● **What you will do**
• 1. In the config file notes, which parameter names are given in the list where at least one must be specified?
• 2. Will you reproduce word for word the stretch from "The config file" through "imported in config.py." in the config file notes?

● **Text**
Config File

The config file (.txt) enables users to easily set paramaters without needing to really modify the Python code. Be sure to point to it in config.py. If using relative file locations in config.txt, make them relative to the root POTATo directory (wherever config.py is), NOT to where config.txt is stored. This is because the variables will be imported in config.py.

The parameters are described below and are optional unless otherwise specified:

Only specify the chat parsing parameters applicable. At least one of SIGNAL_SMS_CSV+SIGNAL_MMS_CSV+SIGNAL_RECIPIENT_CSV, WHATSAPP_TXT, GROUPME_JSON, DISCORD_JSON, or FB_FOLDER must be specified.

For Signal chat parsing:

  • SIGNAL_DB: location of decrypted Signal .db file. This is used by opendb.py to unpack signal messages.

● **Data excerpt**

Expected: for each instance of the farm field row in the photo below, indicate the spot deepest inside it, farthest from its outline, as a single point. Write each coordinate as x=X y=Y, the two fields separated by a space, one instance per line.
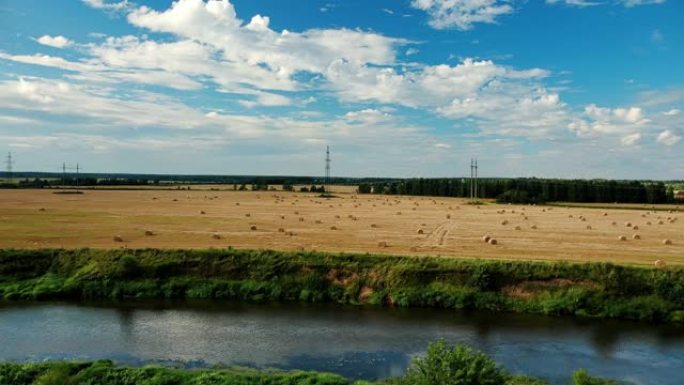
x=352 y=223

● **Answers provided**
• 1. SIGNAL_SMS_CSV, SIGNAL_MMS_CSV, SIGNAL_RECIPIENT_CSV, WHATSAPP_TXT, GROUPME_JSON, DISCORD_JSON, FB_FOLDER

• 2.
The config file (.txt) enables users to easily set paramaters without needing to really modify the Python code. Be sure to point to it in config.py. If using relative file locations in config.txt, make them relative to the root POTATo directory (wherever config.py is), NOT to where config.txt is stored. This is because the variables will be imported in config.py.